* _WHAT TO WORK ON_: Render every entry below as a Markdown table with the columns Row and Content, giving each line its own numbered row and skipping blank lines. Leave the pictures out of the table.

==========

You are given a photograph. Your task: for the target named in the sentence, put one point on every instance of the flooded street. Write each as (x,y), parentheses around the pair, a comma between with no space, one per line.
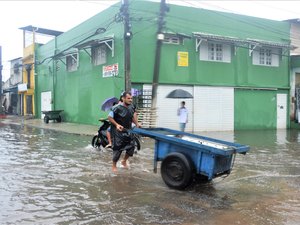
(49,177)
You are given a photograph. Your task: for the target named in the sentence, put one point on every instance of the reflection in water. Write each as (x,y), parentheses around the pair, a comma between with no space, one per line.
(56,178)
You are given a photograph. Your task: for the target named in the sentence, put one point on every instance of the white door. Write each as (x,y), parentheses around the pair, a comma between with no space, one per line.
(281,111)
(45,102)
(213,108)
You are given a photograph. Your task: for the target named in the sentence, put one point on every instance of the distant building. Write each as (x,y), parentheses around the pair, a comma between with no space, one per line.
(295,70)
(235,66)
(11,100)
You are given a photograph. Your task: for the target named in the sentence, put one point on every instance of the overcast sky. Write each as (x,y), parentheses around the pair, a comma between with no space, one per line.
(63,15)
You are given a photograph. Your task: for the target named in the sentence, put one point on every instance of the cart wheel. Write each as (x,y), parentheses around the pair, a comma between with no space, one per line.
(137,144)
(176,170)
(58,119)
(46,119)
(96,141)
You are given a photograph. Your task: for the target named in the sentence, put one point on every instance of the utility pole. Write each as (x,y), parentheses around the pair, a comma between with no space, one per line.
(127,37)
(1,79)
(160,37)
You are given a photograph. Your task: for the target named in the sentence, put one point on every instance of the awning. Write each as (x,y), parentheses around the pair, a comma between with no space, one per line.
(108,41)
(13,89)
(238,41)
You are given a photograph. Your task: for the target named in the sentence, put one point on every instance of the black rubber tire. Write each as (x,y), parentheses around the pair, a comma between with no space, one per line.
(46,119)
(137,144)
(96,141)
(176,171)
(58,119)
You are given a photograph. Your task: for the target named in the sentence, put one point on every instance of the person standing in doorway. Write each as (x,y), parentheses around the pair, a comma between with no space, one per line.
(182,113)
(121,118)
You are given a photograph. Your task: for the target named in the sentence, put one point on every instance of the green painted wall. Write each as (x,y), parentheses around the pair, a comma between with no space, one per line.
(254,109)
(240,72)
(81,93)
(295,61)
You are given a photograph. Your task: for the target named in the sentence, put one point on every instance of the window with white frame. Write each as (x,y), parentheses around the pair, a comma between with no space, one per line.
(99,54)
(265,56)
(72,62)
(172,39)
(215,51)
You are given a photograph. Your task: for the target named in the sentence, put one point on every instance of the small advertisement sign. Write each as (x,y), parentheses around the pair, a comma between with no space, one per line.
(22,87)
(182,59)
(110,70)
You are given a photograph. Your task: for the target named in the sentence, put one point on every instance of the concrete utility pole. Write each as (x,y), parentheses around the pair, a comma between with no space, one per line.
(160,37)
(127,37)
(1,79)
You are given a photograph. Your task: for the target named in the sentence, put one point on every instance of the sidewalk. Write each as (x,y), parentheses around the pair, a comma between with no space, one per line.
(73,128)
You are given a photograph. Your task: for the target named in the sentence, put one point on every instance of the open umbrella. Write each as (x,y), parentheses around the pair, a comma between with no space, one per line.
(179,93)
(108,103)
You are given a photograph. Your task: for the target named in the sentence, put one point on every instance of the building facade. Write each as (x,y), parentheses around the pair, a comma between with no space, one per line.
(236,67)
(11,100)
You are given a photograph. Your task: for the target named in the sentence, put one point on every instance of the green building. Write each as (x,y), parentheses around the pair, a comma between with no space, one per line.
(236,67)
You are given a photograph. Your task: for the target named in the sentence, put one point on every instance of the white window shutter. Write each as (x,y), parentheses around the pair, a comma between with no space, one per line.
(203,51)
(255,56)
(275,57)
(226,53)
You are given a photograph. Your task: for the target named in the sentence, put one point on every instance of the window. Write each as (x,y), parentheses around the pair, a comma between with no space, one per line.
(172,39)
(215,51)
(72,62)
(266,56)
(99,55)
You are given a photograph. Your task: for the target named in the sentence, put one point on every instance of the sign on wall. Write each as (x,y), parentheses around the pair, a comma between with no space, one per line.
(110,70)
(182,59)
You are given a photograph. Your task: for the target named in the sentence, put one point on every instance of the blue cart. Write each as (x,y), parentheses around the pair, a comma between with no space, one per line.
(52,115)
(187,156)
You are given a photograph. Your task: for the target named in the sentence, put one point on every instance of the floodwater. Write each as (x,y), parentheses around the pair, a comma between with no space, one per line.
(49,177)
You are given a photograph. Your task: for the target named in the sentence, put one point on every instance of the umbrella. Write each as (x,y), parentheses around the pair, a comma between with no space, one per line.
(179,93)
(108,103)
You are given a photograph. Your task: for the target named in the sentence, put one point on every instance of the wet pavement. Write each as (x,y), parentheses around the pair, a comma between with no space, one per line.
(53,177)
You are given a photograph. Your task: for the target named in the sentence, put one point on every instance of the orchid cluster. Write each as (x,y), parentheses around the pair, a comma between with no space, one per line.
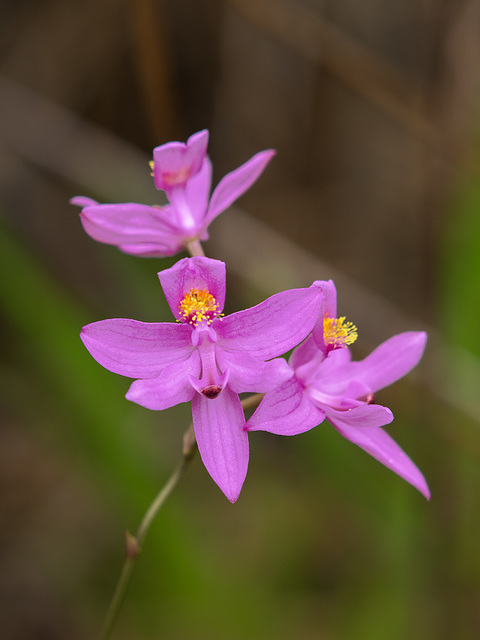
(208,359)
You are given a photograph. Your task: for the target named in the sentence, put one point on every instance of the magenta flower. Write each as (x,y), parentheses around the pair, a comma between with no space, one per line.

==========

* _OUTPUT OF THE TASK_:
| Row | Content |
|---|---|
| 1 | You are given a photograph. Your task: for the target named in the sentence, put one point on every instance of the flooded street. Write each as (x,y), parentheses around the pair, a comma between with no space, one per line. |
| 2 | (49,177) |
| 3 | You are given a photograph. Your task: for the target named in the sentence, put one point on every instance of the reflection in water. Write each as (x,y), parentheses around the pair, a comma between with no space, one per line. |
| 4 | (56,178) |
| 5 | You are given a photograph. Your task: for the target named in the sentence, put one point on every instance of the white door. Write each as (x,y), parentheses around the pair, a comma between with no space, one per line. |
| 6 | (281,111) |
| 7 | (45,102) |
| 8 | (213,108) |
| 9 | You are given a photograph. Your task: for the target named in the sentence, put one point on every instance of the distant building. Write each as (x,y), parentheses around the pair, a comma between with no space, one per line. |
| 10 | (295,70) |
| 11 | (235,66) |
| 12 | (11,100) |
| 13 | You are given a photograph. Your task: for the target named in the sentence, put one point on every instance of the overcast sky. Write each as (x,y), parentheses around the pair, a comma between with no space, one per line. |
| 14 | (63,15) |
| 15 | You are given a photograph. Your task: for the target named in the sentence, put one point on every instance of the cart wheel. Write each as (x,y), parentheses around the pair, a comma between with no space, one per line. |
| 16 | (137,144) |
| 17 | (176,170) |
| 18 | (58,119) |
| 19 | (46,119) |
| 20 | (96,141) |
| 21 | You are given a photograph. Your task: for the target named in the sentence, put one point on every instance of the utility pole. Write each as (x,y), parentheses around the pair, a comma between with no space, one per line. |
| 22 | (127,37) |
| 23 | (1,79) |
| 24 | (160,37) |
| 25 | You are given a photograph. Your task: for the target named in the sentence, put one point on every instance of the awning. Write each as (x,y), parentheses around the pair, a comma between with no space, one per line. |
| 26 | (108,41) |
| 27 | (13,89) |
| 28 | (238,41) |
| 29 | You are given a photograph. Your task: for the target named in the sentence, put one point on every instance of the black rubber tire. Write each as (x,y), parentheses around the pair, a comma between with no space, one per line. |
| 30 | (46,119) |
| 31 | (137,144) |
| 32 | (96,141) |
| 33 | (176,171) |
| 34 | (58,119) |
| 35 | You are given a photograph. Your task: for the target named in the sentence, put one point on every instance of the person standing in doorway. Write each as (x,y), parentheses around the pair, a comma between with no space, one per line. |
| 36 | (182,113) |
| 37 | (121,118) |
| 38 | You are given a photograph. Your task: for the target named in the sentence, put one point on every instance of the green painted wall. Write each as (x,y), parentheses around the pair, a comma between with no space, one per line. |
| 39 | (254,109) |
| 40 | (240,72) |
| 41 | (81,93) |
| 42 | (295,61) |
| 43 | You are given a photograph. Your task: for the target named in the sentence, put one point on every instance of the window with white frame. Write each as (x,y), parentheses around the pair, a comma between with no space, one per line. |
| 44 | (99,54) |
| 45 | (265,56) |
| 46 | (72,62) |
| 47 | (172,39) |
| 48 | (215,51) |
| 49 | You are given a photograph. Your task: for the target named in the sentence, put one point on every instance of the small advertisement sign. Write each as (x,y), parentheses around the pair, a comma between with no space, one per line. |
| 50 | (22,87) |
| 51 | (182,59) |
| 52 | (110,70) |
| 53 | You are given a photograph. Your task: for the target named in the sentence, put one point on every instance of the concrete utility pole. Write each as (x,y), parentheses around the pair, a comma between with no space, one per line. |
| 54 | (160,37) |
| 55 | (127,37) |
| 56 | (1,79) |
| 57 | You are given a photograph. Your task: for the target named in the sentence, put one point on every instance of the sidewalk. Write each as (x,y), parentheses around the pair, a comma between with no space, one per line. |
| 58 | (73,128) |
| 59 | You are given a photograph. Your task: for the target named in the sentence, put one point on every instance of the open umbrella. Write each as (x,y), parentheses around the pair, a comma between with no space, one per line. |
| 60 | (179,93) |
| 61 | (108,103) |
| 62 | You are given a photograph. Your task: for the target named in the sentence, put one point on every instance of the building facade. Write each as (x,y), parentheses around the pair, a comma between with no space, one per line. |
| 63 | (236,67) |
| 64 | (11,100) |
| 65 | You are given a photograph. Your task: for the target named in the sentence, put one point on every instance of the green building. Write each as (x,y), parentheses around the pair, a comma between with no space, one per line. |
| 66 | (236,67) |
| 67 | You are given a photograph. Your task: for the target named in the sentence, put one point on every instance of the white window shutter. Write each as (x,y), parentheses around the pair, a comma between with no space, one per line. |
| 68 | (203,51) |
| 69 | (255,56) |
| 70 | (275,57) |
| 71 | (226,53) |
| 72 | You are given a photograph. Your task: for the target named in the sentence, put one point on every instance of the window. Write each as (x,y), parentheses around the pair, a comma between with no space, one per line. |
| 73 | (172,39) |
| 74 | (215,51) |
| 75 | (72,62) |
| 76 | (266,56) |
| 77 | (99,55) |
| 78 | You are given a photograph. Your task: for the target named in the sentence, put one point on every instance of the sign on wall. Write each as (x,y), parentheses around the pair, a comma between with no space, one per line. |
| 79 | (110,70) |
| 80 | (182,59) |
| 81 | You are given a photograph. Your task: for the target named in the sentence, put one point on every instance of the blue cart. Write each as (x,y), parentheses around the pair, a comma between with no space, one per line. |
| 82 | (52,115) |
| 83 | (187,156) |
| 84 | You are given a photograph. Your task: for the target named in the sentence, put one point on every instance of the floodwater. Write each as (x,y), parentheses around the pair, a comma between with no space, one per line. |
| 85 | (49,177) |
| 86 | You are given a photograph. Your task: for the target named in the sentence, put one point on every instance of the umbrella. Write each as (x,y), parentheses around the pair, a comma between with no space, one per line. |
| 87 | (179,93) |
| 88 | (108,103) |
| 89 | You are given a photograph. Your task: for the target named in the sentence, put one point on every instance of the wet pavement. Write each as (x,y), parentheses around the pair, a comma between with no space, one per line. |
| 90 | (53,177) |
| 91 | You are given a photograph. Your task: for the target named in the sentence, put one point on every instance of the orchid cluster. Write each as (x,y), parentheses around the pair, a comma between with no space, one per line. |
| 92 | (208,359) |
| 93 | You are given a photograph. Your task: for the target named in the sentence, put one point on every instance of the magenta flower. Write each as (x,y), parentheses around the pair, a comma between with no space, one per line. |